◆ Aim: Could you reproduce the listing below word for word, starting at its very beginning and ending at the line that contains "50], [2, 53]]", with both ends included?

**** Supplied records

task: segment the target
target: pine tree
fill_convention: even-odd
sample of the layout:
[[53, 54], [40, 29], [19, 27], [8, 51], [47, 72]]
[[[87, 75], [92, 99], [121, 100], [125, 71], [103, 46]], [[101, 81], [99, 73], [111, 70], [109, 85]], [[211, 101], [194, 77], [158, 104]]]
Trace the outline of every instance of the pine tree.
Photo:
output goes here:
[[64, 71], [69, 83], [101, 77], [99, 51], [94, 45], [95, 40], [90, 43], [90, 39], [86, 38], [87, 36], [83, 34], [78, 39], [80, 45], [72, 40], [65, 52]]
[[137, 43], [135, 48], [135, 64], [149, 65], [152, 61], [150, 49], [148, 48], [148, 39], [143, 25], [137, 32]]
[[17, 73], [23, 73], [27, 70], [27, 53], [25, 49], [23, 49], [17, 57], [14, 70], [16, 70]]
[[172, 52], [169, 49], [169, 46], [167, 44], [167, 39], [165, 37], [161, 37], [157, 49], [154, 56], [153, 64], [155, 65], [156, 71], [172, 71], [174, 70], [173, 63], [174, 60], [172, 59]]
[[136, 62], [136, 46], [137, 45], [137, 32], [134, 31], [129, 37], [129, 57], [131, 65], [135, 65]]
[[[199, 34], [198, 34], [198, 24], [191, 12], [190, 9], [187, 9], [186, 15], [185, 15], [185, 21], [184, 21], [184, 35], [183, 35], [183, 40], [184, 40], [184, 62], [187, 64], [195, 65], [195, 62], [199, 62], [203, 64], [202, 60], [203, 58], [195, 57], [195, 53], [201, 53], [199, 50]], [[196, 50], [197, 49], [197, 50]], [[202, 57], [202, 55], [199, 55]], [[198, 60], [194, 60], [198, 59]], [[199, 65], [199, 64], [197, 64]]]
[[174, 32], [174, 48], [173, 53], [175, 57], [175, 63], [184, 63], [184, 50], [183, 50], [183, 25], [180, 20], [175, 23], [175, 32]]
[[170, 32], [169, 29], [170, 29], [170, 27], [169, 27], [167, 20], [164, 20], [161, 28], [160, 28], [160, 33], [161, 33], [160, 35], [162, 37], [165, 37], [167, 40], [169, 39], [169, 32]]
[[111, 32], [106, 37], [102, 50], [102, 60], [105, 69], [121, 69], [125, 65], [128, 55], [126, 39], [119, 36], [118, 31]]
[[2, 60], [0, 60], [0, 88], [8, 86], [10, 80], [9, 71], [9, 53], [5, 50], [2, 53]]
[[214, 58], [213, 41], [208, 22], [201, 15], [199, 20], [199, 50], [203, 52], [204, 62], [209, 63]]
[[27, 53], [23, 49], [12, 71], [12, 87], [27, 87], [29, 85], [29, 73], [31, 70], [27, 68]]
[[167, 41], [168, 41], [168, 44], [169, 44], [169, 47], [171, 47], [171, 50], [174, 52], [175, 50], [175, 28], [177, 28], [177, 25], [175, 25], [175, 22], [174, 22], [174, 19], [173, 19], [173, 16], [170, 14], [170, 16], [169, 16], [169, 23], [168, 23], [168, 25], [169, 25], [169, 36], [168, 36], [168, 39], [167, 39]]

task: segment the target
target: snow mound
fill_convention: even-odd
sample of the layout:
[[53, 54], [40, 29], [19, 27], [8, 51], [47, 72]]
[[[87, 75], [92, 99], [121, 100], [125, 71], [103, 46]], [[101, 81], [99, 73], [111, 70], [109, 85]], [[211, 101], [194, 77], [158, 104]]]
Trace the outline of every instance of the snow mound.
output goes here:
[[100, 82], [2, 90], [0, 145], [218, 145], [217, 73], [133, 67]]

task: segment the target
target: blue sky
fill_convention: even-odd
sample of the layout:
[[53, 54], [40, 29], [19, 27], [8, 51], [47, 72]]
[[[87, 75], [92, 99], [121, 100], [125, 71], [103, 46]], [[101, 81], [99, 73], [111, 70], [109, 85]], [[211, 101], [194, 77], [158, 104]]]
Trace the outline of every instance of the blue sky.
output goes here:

********

◆ Result below:
task: segment the target
target: pine tree
fill_convention: even-odd
sample of the layout:
[[53, 54], [40, 29], [19, 27], [8, 51], [47, 72]]
[[[87, 75], [92, 99], [121, 100], [125, 71], [103, 46]], [[101, 81], [99, 73], [111, 70], [109, 85]], [[211, 101], [194, 77], [158, 104]]]
Trace the outline of every instance of the pine tree.
Photo:
output goes here:
[[64, 71], [69, 83], [101, 77], [99, 51], [94, 45], [95, 40], [90, 43], [90, 39], [86, 38], [87, 36], [83, 34], [78, 39], [80, 45], [72, 40], [65, 52]]
[[137, 43], [135, 48], [135, 64], [149, 65], [152, 61], [150, 49], [148, 48], [148, 39], [143, 25], [137, 32]]
[[17, 73], [23, 73], [27, 70], [27, 53], [25, 49], [23, 49], [17, 57], [14, 70], [16, 70]]
[[172, 52], [169, 49], [169, 46], [167, 44], [167, 39], [165, 37], [161, 37], [157, 49], [154, 56], [153, 64], [155, 65], [156, 71], [172, 71], [174, 70], [173, 63], [174, 60], [172, 59]]
[[136, 62], [136, 46], [137, 45], [137, 32], [134, 31], [129, 37], [129, 57], [131, 65], [135, 65]]
[[[199, 34], [198, 34], [198, 24], [191, 12], [190, 9], [187, 9], [186, 15], [185, 15], [185, 21], [184, 21], [184, 35], [183, 35], [183, 40], [184, 40], [184, 62], [187, 64], [195, 65], [195, 62], [199, 62], [203, 64], [202, 60], [203, 58], [195, 57], [195, 53], [201, 53], [199, 50]], [[196, 50], [197, 49], [197, 50]], [[202, 57], [202, 55], [199, 55]], [[198, 60], [194, 60], [198, 59]], [[199, 65], [199, 64], [197, 64]]]
[[174, 32], [174, 48], [173, 53], [175, 57], [175, 63], [184, 63], [184, 50], [183, 50], [183, 25], [180, 20], [175, 23], [175, 32]]
[[170, 32], [169, 29], [170, 29], [170, 27], [169, 27], [167, 20], [164, 20], [161, 28], [160, 28], [160, 33], [161, 33], [160, 35], [162, 37], [165, 37], [167, 40], [169, 39], [169, 32]]
[[111, 32], [106, 37], [102, 50], [102, 60], [105, 69], [121, 69], [125, 65], [128, 55], [126, 39], [119, 36], [118, 31]]
[[2, 60], [0, 60], [0, 88], [8, 86], [10, 80], [9, 71], [9, 53], [5, 50], [2, 53]]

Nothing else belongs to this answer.